Items from a data source:

- - - - - - -

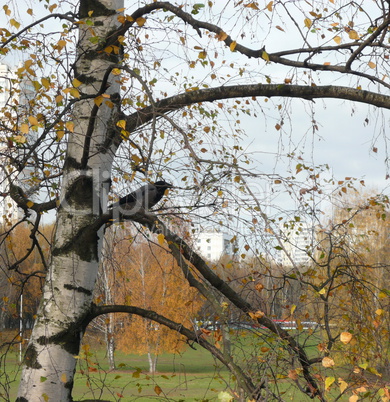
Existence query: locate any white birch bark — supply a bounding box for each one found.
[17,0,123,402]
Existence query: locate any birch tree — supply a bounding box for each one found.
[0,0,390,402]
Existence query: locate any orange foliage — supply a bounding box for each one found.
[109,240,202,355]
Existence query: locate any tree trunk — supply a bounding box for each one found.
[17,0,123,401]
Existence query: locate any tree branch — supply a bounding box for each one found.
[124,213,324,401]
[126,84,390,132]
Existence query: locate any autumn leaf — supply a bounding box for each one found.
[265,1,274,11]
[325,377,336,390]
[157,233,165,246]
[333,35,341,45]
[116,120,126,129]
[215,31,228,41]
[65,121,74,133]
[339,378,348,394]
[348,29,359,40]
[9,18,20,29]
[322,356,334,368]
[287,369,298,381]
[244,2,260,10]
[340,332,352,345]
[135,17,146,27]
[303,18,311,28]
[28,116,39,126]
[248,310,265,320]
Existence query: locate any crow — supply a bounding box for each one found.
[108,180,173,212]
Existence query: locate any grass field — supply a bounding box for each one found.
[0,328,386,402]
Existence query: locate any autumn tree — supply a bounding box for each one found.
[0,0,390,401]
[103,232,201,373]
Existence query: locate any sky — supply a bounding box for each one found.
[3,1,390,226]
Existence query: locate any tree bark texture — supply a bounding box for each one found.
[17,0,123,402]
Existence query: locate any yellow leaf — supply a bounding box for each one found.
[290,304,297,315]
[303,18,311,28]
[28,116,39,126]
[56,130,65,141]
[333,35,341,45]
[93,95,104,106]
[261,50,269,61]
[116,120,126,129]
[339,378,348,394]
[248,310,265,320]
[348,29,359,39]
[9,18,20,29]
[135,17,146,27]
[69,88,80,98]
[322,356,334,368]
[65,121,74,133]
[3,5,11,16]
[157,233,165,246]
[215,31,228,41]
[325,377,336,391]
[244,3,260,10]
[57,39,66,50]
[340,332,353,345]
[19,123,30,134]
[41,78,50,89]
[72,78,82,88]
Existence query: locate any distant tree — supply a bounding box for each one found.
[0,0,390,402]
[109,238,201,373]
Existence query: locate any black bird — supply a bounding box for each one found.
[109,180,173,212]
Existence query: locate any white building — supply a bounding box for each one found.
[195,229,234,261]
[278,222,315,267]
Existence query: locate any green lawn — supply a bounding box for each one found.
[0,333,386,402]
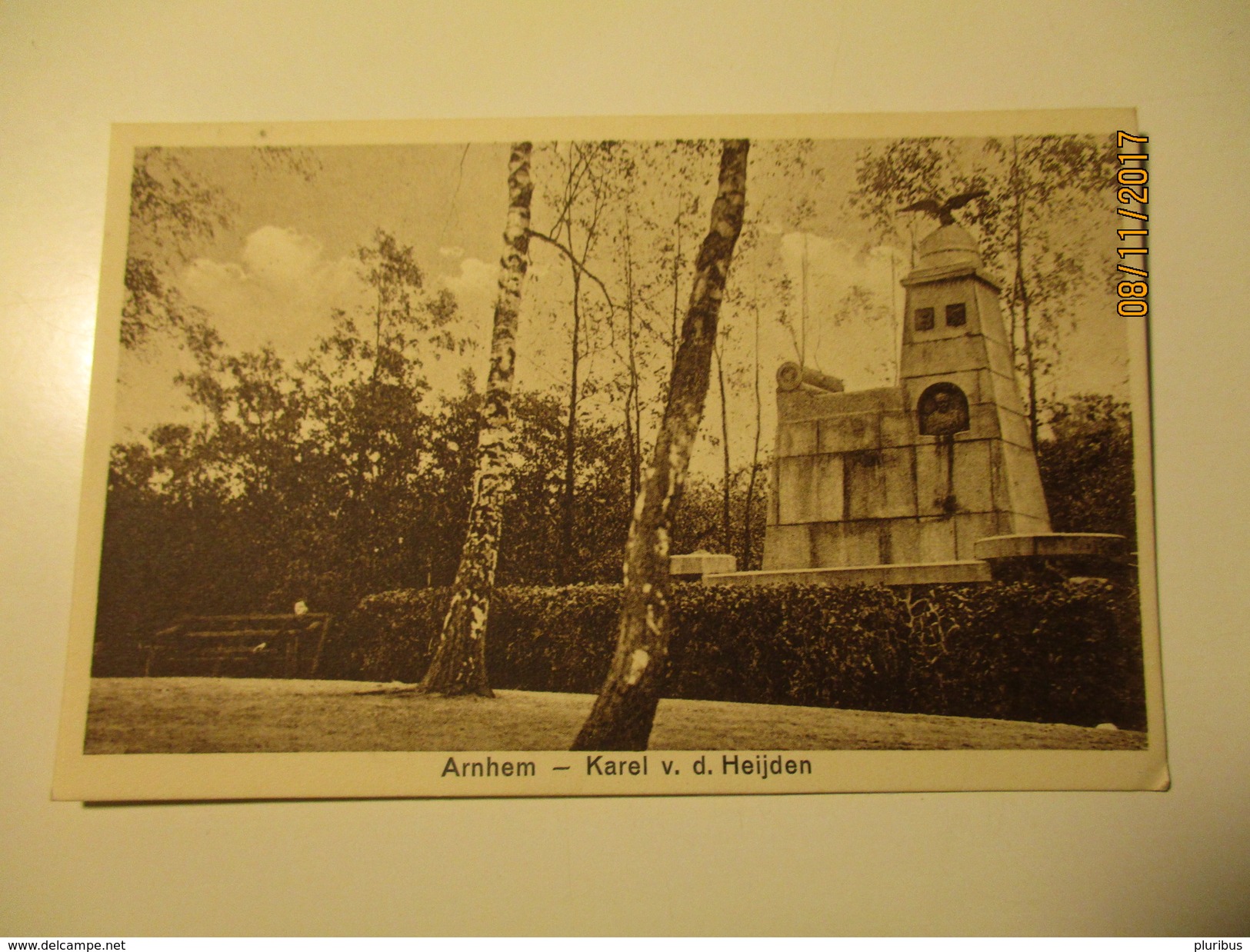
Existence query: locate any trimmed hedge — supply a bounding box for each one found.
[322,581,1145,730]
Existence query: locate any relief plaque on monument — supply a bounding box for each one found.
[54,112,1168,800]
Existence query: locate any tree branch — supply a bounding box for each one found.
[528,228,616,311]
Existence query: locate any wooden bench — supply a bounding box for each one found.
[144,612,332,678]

- - - - - - -

# [Written request]
Copy every line of the material above word for word, leaving out the pictures.

# [Result for this task]
Existence query: locate any white birch bark — supply a bounding box for each one found.
[17,0,123,402]
Existence query: locate any birch tree — supply a bounding box for each one found.
[0,0,390,402]
Existence query: locate any orange foliage — supply a bounding box for each one found.
[109,240,202,355]
Existence query: locate any tree trunk — supply a bounding box for each one found.
[17,0,123,401]
Existence query: locate any tree branch — supply a bounding box for each one found.
[124,213,324,401]
[126,84,390,132]
Existence query: locate any autumn leaf — supply a bounding box for each one found.
[265,1,274,11]
[325,377,336,390]
[157,233,165,246]
[333,35,341,45]
[116,120,126,129]
[215,31,228,41]
[65,121,74,133]
[339,378,348,394]
[348,29,359,40]
[9,18,20,29]
[322,356,334,368]
[287,369,298,381]
[244,2,260,10]
[340,332,352,345]
[135,17,146,27]
[303,18,311,28]
[28,116,39,126]
[248,310,265,320]
Existence query: locate any crow — supply a bounding box for each one found.
[108,180,173,212]
Existence query: locate any grass field — supply a bounding box for each one found.
[0,328,386,402]
Existence query: locate any autumn tree — supply a bounding box for each one found.
[0,0,390,401]
[103,232,201,373]
Existence query: locate any sky — supply a bounding box for each one found.
[3,1,390,226]
Existence query: locate any tree bark texture — supply a bounding box for each one found.
[17,0,123,402]
Existence query: locate any yellow leaf — supply a bounding box for each one found.
[290,304,297,315]
[303,18,311,28]
[28,116,39,126]
[56,130,65,141]
[333,35,341,45]
[93,95,104,106]
[261,50,269,61]
[116,120,126,129]
[339,378,348,394]
[248,310,265,320]
[348,29,359,39]
[9,18,20,29]
[135,17,146,27]
[69,88,80,98]
[322,356,334,368]
[65,121,74,133]
[3,5,11,16]
[157,233,165,246]
[215,31,228,41]
[325,377,336,391]
[244,3,260,10]
[57,39,66,50]
[340,332,353,345]
[19,123,30,134]
[41,78,50,89]
[72,78,82,88]
Existence query: locate any distant tree — supply a bounding box for each one found.
[0,0,390,402]
[109,238,201,373]
Existence query: locate any black bird — supply a bounding box for each one found.
[109,180,173,212]
Existence query: locate any white building — supply a bounding box for each one found.
[195,229,234,261]
[278,222,315,267]
Existence query: locate any green lawn — supply a bounding box for each one found.
[0,333,386,402]
Existence query: locate any trimmed hedge — supply a bounding box for each one found.
[322,581,1145,730]
Existence query: locate any relief plaque on monument — supply a bounding box for each one found.
[54,112,1168,800]
Existence query: locate any tree branch — supply a bounding box for each one found.
[528,228,616,311]
Existence query: locate any wooden bench — supply a bounding box for each one found.
[144,612,332,678]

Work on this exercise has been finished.